WORK REQUEST.
Go through the entries and transcribe each one exactly, dropping the pictures.

________________

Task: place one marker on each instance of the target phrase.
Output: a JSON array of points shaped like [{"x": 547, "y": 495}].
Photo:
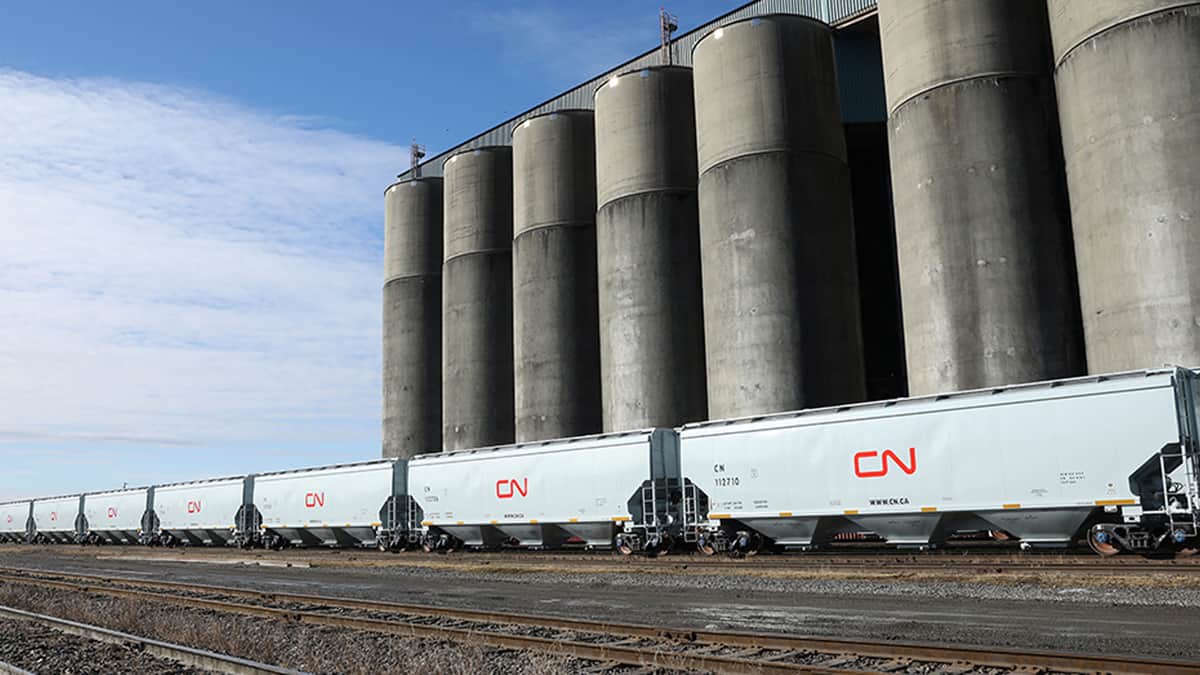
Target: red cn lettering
[
  {"x": 507, "y": 489},
  {"x": 910, "y": 469}
]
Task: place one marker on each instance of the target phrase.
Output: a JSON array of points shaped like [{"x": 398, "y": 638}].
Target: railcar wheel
[
  {"x": 623, "y": 545},
  {"x": 1102, "y": 542}
]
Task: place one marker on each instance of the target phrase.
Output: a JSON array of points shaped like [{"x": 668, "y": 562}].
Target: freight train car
[
  {"x": 1116, "y": 454},
  {"x": 15, "y": 520},
  {"x": 120, "y": 517},
  {"x": 57, "y": 519},
  {"x": 605, "y": 490},
  {"x": 347, "y": 505},
  {"x": 204, "y": 512}
]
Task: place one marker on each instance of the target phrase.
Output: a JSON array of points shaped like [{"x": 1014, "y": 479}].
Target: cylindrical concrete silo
[
  {"x": 652, "y": 332},
  {"x": 1128, "y": 81},
  {"x": 781, "y": 324},
  {"x": 412, "y": 317},
  {"x": 477, "y": 299},
  {"x": 987, "y": 278},
  {"x": 555, "y": 336}
]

________________

ANSWER TO THE EXERCISE.
Task: place one marker on each instance of the target phrase.
Output: a JSON array of points shaped like [{"x": 547, "y": 495}].
Photo:
Target: red cn lettering
[
  {"x": 507, "y": 489},
  {"x": 910, "y": 469}
]
Task: place one marker on each instance of the target phrase.
Output: a JSON array of points shaped like [{"x": 398, "y": 638}].
Target: railcar wheel
[
  {"x": 623, "y": 545},
  {"x": 1102, "y": 542}
]
Task: place one marker on each instance of the target phrase.
Output: a JSON array of points shaped like [{"x": 668, "y": 562}].
Target: freight train car
[
  {"x": 1116, "y": 454},
  {"x": 15, "y": 520},
  {"x": 120, "y": 517},
  {"x": 57, "y": 519},
  {"x": 605, "y": 490},
  {"x": 347, "y": 505},
  {"x": 204, "y": 512}
]
Task: place one marker on each instance of the target phrase.
Output: a JSON array of points shaped like [{"x": 1014, "y": 479}].
Target: cylindrical concrete silo
[
  {"x": 652, "y": 332},
  {"x": 1128, "y": 81},
  {"x": 781, "y": 324},
  {"x": 412, "y": 317},
  {"x": 477, "y": 299},
  {"x": 987, "y": 278},
  {"x": 555, "y": 336}
]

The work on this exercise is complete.